_Written instruction_
Output the lines of the entries below beginning at the one with "Put one point on every instance of the window in" and ending with the last, exactly as written and without pictures.

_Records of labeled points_
★ ★ ★ ★

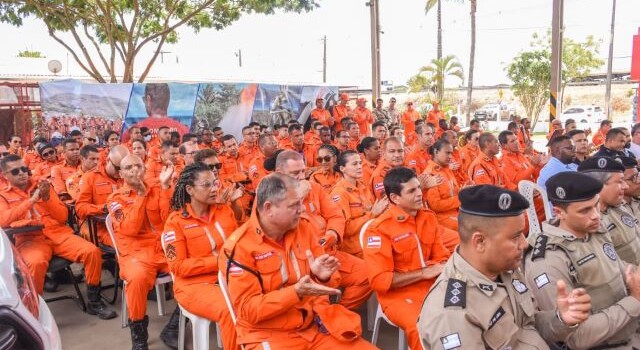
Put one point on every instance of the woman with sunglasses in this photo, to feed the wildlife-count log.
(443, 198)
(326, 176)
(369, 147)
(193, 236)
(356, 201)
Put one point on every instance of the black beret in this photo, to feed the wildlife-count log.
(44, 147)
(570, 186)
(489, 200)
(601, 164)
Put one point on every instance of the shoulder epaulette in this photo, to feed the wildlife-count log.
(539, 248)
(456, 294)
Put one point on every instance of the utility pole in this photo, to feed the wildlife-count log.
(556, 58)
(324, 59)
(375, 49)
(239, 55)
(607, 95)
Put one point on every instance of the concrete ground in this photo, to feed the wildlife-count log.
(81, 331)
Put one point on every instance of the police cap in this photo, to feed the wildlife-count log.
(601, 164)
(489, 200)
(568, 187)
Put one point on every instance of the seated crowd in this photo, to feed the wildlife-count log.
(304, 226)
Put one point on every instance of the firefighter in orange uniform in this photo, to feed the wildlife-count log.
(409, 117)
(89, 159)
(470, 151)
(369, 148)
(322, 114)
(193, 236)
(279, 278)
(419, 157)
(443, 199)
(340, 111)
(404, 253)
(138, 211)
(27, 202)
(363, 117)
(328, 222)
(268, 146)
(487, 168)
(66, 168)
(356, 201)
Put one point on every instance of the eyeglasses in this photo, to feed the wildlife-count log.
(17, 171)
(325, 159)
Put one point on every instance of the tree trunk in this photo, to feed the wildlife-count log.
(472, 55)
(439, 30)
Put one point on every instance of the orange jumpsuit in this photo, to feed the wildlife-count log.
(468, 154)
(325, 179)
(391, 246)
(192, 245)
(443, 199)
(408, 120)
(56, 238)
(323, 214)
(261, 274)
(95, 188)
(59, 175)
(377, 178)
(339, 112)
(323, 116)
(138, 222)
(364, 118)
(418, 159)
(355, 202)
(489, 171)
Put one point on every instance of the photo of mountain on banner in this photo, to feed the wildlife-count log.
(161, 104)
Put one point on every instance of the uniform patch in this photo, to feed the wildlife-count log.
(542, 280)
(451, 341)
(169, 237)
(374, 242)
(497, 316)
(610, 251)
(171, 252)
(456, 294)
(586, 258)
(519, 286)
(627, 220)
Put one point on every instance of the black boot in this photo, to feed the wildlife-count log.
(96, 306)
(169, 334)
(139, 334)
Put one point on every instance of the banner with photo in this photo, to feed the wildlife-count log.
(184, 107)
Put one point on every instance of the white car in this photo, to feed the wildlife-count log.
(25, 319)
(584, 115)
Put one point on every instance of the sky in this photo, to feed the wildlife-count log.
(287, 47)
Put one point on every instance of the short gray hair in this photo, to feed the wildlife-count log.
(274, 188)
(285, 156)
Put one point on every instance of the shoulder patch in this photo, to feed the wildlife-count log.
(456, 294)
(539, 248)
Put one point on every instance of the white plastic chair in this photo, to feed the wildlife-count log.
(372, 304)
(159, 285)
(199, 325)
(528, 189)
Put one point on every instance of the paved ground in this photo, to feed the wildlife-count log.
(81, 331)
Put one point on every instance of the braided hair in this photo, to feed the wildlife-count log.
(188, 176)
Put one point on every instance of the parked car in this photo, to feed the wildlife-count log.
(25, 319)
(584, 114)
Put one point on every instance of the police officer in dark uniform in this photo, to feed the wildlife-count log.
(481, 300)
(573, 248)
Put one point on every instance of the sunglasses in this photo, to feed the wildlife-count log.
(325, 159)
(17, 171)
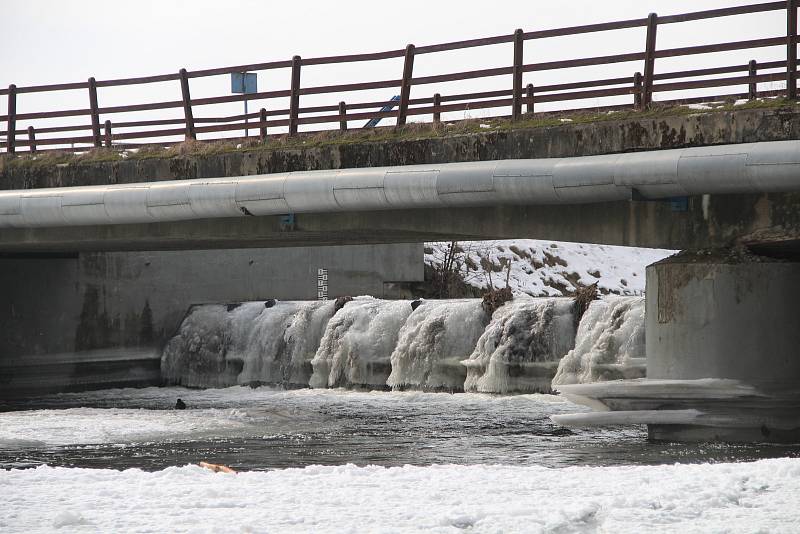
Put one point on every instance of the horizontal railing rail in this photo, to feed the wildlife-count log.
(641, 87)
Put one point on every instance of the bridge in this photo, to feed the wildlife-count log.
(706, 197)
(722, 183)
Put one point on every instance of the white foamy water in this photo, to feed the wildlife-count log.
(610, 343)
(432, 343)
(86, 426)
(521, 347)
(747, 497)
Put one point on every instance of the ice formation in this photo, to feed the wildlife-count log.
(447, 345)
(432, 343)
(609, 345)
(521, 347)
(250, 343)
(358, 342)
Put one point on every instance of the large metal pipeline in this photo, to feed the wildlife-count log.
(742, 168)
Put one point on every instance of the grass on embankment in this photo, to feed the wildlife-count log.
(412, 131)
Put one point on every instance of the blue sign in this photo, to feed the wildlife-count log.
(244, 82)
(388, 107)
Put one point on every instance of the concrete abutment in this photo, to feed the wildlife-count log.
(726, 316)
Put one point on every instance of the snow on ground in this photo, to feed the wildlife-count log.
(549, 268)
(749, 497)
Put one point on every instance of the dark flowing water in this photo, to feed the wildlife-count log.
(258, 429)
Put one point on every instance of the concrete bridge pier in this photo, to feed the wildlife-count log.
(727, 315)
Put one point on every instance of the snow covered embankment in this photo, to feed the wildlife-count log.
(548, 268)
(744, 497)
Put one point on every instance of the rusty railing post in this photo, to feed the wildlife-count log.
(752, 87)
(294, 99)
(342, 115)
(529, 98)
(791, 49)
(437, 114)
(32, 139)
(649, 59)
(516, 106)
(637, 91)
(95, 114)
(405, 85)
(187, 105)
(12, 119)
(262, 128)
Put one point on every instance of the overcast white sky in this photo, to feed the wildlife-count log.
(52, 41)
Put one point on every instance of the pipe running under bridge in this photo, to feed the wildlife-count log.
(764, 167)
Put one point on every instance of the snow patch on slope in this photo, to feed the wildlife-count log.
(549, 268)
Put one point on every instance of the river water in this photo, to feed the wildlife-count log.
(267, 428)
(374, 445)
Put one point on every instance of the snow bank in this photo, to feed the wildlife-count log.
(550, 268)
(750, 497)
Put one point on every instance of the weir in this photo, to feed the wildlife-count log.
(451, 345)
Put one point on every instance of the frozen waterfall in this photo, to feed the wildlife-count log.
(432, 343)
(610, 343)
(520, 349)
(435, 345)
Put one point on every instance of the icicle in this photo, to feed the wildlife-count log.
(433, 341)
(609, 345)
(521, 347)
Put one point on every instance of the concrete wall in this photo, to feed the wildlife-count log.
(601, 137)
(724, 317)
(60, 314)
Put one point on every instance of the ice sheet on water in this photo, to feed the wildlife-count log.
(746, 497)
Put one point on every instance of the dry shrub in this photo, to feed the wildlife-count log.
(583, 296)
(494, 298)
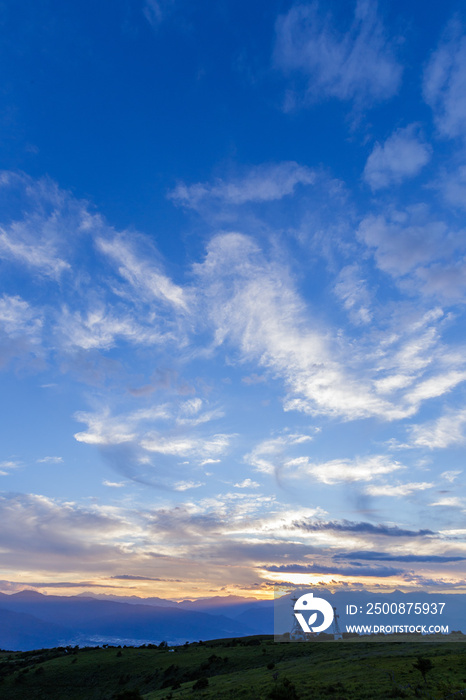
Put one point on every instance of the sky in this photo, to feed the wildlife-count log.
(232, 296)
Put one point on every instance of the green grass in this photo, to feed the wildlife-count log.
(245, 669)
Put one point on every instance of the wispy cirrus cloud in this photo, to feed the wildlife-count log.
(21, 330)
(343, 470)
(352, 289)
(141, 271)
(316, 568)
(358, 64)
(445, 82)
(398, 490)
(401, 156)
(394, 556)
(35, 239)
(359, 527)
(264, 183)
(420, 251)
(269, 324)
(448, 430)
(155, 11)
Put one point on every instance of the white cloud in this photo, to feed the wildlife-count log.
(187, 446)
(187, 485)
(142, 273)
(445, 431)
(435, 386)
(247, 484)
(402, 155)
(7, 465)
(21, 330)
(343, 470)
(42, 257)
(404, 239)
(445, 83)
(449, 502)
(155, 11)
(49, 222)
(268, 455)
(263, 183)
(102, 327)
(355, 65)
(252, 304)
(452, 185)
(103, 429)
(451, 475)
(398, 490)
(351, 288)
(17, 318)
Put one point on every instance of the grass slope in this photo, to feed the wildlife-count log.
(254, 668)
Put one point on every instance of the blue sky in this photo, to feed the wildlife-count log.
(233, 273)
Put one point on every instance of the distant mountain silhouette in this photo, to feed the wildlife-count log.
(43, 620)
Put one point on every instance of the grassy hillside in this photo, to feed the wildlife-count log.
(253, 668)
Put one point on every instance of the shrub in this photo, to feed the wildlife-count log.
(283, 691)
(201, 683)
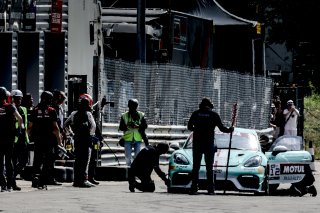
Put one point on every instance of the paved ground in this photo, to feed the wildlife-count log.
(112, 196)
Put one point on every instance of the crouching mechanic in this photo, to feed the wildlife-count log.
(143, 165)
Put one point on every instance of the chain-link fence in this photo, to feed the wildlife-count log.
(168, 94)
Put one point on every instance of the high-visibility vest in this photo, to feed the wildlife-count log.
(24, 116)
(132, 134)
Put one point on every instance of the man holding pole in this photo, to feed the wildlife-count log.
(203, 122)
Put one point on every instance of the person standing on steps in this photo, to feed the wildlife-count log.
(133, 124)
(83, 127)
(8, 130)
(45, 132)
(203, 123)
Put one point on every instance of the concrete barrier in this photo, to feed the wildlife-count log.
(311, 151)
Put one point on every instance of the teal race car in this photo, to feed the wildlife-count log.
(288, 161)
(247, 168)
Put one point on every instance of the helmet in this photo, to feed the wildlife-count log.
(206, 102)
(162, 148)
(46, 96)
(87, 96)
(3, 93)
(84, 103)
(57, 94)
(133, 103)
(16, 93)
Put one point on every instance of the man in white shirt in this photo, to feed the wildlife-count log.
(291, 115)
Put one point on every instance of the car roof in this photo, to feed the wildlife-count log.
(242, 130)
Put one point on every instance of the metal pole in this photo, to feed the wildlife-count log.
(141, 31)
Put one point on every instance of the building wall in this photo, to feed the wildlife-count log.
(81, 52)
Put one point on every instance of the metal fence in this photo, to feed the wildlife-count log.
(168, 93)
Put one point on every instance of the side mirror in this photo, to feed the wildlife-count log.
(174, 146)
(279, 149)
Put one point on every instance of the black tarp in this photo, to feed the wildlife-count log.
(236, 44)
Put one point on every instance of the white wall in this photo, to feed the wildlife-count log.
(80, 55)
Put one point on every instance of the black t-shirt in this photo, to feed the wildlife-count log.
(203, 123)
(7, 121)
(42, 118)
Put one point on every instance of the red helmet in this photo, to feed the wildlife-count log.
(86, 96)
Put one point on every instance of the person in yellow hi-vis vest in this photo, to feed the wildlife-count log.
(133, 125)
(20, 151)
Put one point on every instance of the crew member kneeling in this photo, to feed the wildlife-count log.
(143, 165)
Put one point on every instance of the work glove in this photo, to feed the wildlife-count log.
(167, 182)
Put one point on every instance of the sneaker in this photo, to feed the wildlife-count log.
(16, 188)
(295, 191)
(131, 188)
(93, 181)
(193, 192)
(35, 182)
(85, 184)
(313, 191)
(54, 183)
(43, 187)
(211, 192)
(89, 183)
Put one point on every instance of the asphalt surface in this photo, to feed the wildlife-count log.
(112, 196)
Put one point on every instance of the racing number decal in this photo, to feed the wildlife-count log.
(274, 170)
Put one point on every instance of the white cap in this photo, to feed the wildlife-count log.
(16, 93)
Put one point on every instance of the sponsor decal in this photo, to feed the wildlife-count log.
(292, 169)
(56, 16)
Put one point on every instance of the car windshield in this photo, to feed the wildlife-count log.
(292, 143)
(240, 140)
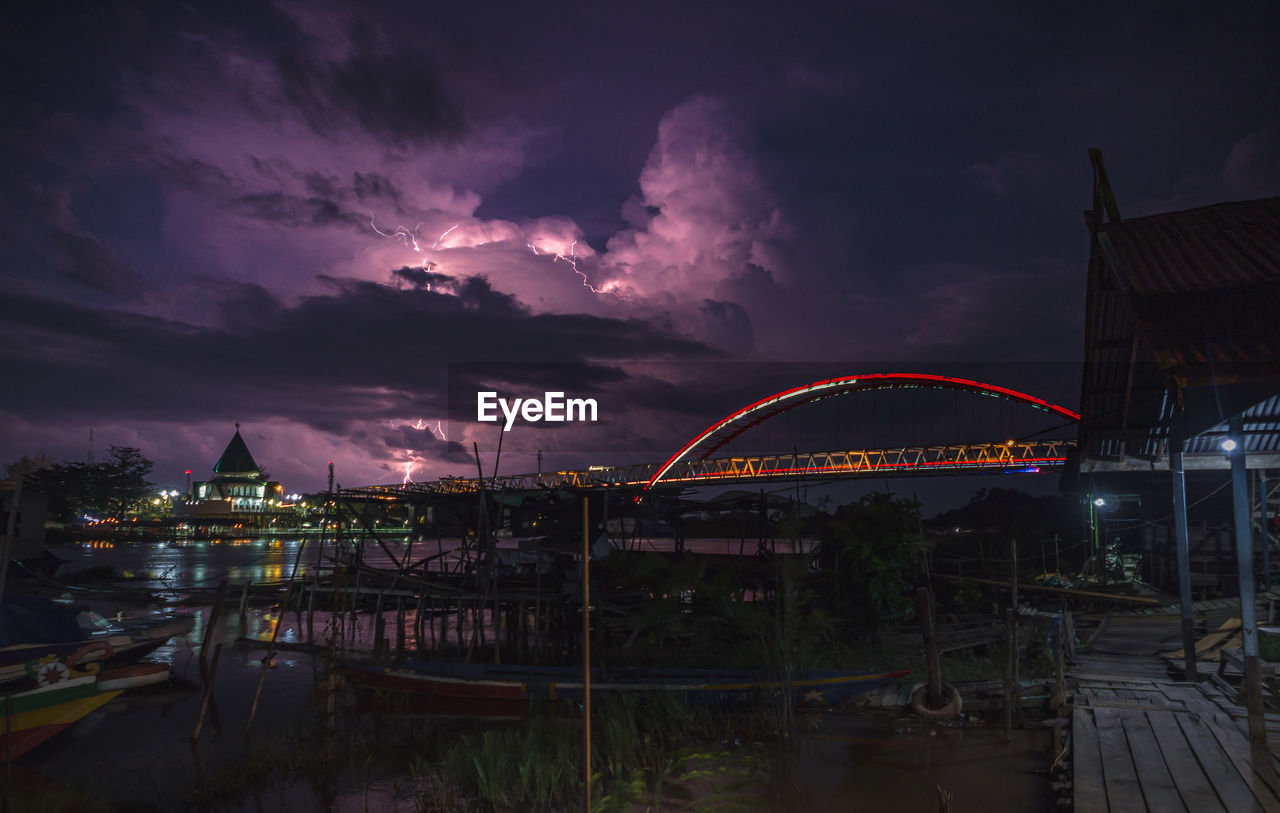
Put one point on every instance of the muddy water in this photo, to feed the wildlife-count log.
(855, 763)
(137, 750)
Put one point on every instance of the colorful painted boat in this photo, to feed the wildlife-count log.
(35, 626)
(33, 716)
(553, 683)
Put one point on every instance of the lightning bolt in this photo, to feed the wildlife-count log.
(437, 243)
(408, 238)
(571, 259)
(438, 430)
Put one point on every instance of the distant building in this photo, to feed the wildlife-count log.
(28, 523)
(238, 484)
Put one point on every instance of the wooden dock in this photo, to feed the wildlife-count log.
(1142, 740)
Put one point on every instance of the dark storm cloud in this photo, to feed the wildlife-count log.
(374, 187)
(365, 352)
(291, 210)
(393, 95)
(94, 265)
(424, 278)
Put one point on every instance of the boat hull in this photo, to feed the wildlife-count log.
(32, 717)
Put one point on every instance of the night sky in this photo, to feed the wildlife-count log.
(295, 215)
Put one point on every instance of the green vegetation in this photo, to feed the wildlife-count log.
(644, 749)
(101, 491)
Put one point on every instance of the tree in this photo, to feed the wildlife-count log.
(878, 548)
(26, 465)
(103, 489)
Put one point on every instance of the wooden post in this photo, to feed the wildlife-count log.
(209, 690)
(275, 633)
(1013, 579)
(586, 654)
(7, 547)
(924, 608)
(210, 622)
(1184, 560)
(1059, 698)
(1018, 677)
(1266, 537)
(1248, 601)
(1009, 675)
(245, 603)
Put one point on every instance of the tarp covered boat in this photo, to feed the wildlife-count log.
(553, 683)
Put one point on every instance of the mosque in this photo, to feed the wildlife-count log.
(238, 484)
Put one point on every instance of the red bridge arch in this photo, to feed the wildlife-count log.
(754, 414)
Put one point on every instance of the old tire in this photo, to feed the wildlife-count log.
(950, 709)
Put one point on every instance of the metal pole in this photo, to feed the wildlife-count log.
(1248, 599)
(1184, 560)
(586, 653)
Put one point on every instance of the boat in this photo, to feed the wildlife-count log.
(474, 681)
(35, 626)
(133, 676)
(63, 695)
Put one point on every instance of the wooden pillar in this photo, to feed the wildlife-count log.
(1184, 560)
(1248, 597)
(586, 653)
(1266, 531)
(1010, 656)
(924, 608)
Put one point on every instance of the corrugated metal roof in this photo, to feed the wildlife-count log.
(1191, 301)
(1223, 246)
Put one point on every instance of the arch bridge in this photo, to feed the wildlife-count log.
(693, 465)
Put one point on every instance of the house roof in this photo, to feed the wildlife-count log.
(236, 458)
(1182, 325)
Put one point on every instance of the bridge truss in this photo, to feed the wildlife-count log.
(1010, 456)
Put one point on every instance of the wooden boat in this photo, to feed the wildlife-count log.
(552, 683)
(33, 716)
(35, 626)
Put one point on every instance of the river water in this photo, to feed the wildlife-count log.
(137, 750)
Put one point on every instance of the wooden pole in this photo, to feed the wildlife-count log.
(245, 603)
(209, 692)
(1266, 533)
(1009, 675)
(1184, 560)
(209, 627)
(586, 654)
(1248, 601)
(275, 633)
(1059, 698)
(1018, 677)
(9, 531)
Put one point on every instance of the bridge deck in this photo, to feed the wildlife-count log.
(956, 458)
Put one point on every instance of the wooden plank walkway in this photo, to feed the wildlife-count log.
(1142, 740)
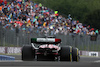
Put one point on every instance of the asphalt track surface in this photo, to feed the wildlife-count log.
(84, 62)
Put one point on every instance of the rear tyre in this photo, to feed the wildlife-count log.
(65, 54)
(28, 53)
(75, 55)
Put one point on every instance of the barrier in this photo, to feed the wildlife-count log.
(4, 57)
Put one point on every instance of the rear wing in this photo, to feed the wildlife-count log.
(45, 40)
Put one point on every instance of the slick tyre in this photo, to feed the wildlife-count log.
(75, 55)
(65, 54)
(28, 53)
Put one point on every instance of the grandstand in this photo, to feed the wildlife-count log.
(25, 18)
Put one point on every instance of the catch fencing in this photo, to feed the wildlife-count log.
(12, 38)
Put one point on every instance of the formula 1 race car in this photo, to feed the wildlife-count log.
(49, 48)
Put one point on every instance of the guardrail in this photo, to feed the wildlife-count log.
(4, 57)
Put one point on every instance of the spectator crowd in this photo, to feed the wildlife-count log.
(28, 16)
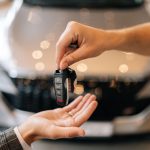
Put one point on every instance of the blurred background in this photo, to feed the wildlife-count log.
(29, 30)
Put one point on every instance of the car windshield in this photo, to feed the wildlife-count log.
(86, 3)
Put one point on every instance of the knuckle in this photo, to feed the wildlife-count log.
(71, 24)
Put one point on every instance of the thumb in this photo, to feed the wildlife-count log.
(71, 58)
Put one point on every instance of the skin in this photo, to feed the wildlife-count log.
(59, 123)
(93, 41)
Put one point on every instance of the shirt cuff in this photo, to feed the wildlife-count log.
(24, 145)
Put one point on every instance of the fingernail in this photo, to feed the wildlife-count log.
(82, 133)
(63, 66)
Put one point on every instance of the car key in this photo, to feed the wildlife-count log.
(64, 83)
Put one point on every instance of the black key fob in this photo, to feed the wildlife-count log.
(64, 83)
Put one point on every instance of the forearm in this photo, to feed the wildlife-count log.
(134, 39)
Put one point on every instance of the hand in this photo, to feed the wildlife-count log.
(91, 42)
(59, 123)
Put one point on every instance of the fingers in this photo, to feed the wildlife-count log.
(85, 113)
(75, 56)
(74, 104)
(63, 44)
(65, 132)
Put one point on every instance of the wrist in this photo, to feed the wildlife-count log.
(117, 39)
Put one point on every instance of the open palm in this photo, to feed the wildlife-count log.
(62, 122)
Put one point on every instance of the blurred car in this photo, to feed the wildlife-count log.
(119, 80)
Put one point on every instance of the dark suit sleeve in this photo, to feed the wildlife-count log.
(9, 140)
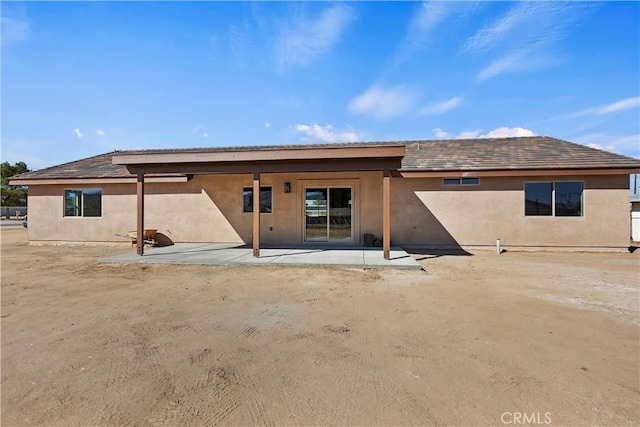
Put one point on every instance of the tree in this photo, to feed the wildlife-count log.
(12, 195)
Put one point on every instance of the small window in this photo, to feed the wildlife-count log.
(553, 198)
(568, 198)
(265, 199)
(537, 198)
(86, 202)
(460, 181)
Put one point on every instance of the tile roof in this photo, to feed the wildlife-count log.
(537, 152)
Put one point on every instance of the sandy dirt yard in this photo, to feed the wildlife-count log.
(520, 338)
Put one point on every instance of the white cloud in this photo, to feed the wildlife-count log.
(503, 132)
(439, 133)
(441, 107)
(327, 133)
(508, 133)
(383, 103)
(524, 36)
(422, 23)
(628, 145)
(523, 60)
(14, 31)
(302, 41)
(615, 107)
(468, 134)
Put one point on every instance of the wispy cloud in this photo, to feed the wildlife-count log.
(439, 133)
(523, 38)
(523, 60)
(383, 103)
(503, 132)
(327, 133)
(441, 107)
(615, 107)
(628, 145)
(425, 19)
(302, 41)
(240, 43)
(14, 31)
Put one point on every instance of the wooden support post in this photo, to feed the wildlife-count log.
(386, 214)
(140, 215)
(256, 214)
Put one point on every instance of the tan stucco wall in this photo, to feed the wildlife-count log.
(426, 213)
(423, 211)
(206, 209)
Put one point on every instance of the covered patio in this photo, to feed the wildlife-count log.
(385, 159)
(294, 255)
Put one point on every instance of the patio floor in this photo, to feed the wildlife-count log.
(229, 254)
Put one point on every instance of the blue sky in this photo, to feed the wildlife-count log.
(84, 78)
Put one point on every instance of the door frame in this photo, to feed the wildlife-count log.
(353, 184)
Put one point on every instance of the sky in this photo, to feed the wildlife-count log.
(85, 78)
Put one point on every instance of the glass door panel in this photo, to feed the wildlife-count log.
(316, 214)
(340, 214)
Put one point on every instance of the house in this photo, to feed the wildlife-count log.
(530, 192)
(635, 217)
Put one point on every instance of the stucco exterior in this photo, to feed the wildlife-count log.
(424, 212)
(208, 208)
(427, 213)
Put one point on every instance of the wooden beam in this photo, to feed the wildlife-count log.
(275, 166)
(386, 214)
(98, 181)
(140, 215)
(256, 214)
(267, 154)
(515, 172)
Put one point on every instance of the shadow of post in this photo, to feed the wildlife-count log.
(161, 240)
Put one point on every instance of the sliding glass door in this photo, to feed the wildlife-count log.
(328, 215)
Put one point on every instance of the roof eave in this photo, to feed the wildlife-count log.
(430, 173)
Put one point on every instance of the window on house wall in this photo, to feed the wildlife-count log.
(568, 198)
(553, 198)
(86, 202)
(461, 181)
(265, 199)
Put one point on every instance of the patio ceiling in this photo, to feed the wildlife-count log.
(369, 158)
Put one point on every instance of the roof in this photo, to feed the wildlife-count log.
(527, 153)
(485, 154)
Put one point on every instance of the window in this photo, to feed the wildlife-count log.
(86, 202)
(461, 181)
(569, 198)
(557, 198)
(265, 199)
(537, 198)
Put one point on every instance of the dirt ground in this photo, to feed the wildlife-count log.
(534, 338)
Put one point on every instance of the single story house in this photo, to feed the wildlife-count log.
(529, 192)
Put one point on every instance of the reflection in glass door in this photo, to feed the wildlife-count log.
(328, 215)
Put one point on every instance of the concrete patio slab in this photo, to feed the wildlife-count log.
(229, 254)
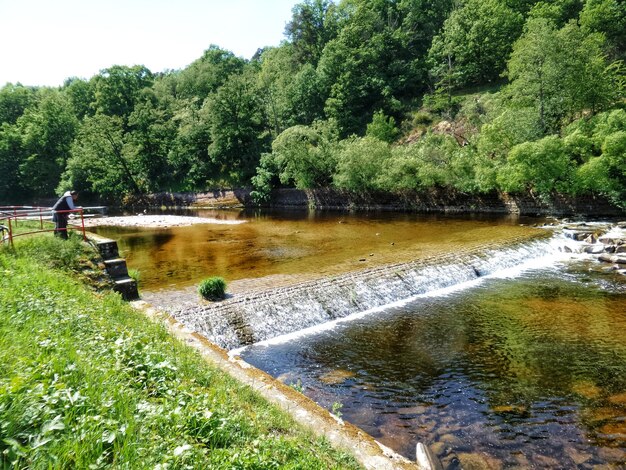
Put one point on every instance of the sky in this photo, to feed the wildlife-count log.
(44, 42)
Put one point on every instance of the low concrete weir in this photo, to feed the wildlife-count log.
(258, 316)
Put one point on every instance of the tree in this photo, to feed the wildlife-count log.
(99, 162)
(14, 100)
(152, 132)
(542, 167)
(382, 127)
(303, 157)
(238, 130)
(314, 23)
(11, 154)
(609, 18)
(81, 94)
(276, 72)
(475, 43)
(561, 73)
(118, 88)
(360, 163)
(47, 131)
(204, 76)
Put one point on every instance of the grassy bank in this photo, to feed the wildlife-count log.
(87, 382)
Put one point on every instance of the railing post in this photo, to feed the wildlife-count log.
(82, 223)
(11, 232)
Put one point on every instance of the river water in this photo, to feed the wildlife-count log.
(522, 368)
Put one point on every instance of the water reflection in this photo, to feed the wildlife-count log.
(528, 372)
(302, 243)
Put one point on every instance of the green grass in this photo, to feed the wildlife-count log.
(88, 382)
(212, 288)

★ ★ ★ ★

_Answer below_
Put one point on every instance of the window in this photo, to feed the wildlife-count log.
(86, 202)
(461, 181)
(569, 198)
(557, 198)
(265, 199)
(537, 198)
Put one point on every instance of the dirt ground in this photo, to feed the wildlife-count log.
(534, 338)
Put one point on every instance of the single story house in this photo, to feed the wildlife-count log.
(529, 192)
Put one point on every instance of the reflection in glass door in this photo, to feed the wildlife-count log.
(328, 215)
Put one point on every instance of the concrete patio slab in this photo, to feed the wildlife-count log.
(229, 254)
Put one point on every instance of the sky in this photo, to feed the wildlife-count log.
(44, 42)
Put one point on every instance of the low concrete weir in this photo, to feed the wildlife-count log.
(258, 316)
Put one point on every instance of the tree in this photo, to feed the wildlife-count log.
(99, 162)
(14, 100)
(152, 132)
(542, 167)
(382, 127)
(303, 157)
(238, 130)
(314, 23)
(11, 154)
(609, 18)
(81, 94)
(276, 72)
(475, 43)
(561, 73)
(118, 88)
(360, 163)
(47, 131)
(204, 76)
Put one point on every instance of the grassy bank in this photo, to feed the wildlife-count log.
(87, 382)
Put one point on every instance of the railing post in this photo, to feed the wildlife-count log.
(82, 223)
(11, 232)
Put one point on every instance of the river water in this photo, to feed the wildlife-count log.
(522, 368)
Put one point on every instance of the water reflection in this photo, to feed the wildlife-count log.
(528, 372)
(302, 243)
Put one point on every instance of the green grass in this photo, to feed the wildlife-count log.
(88, 382)
(212, 288)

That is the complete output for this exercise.